• Data for processing:
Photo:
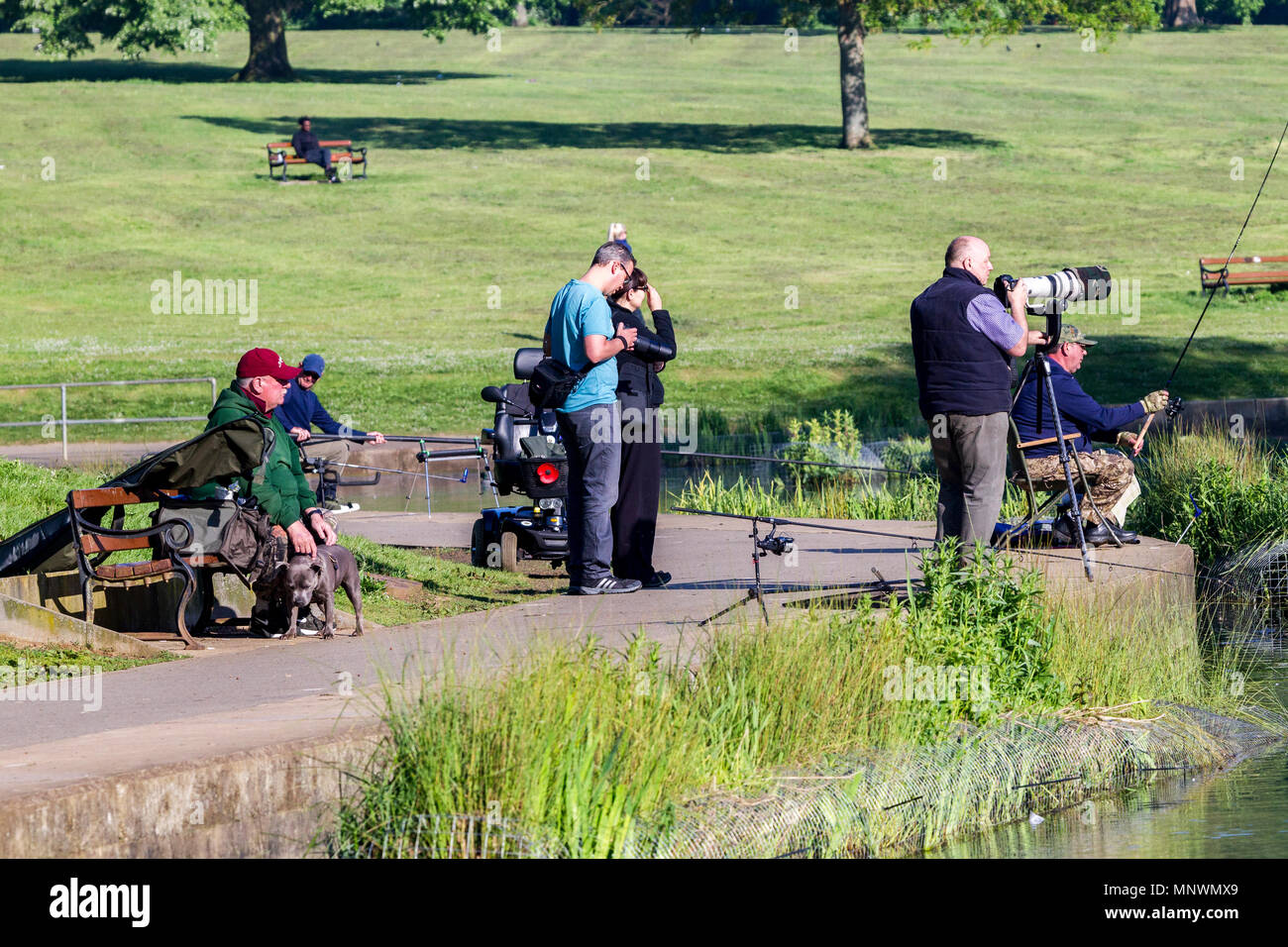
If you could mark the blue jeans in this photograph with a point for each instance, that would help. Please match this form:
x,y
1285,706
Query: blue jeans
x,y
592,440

• What is being asked:
Once the pictures are removed, set down what remains of the entries above exactly.

• Exercise result:
Photo:
If you could mark the blue jeans in this photograph with a point for each instance, that would help. Please match this form:
x,y
1285,706
Query: blue jeans
x,y
592,440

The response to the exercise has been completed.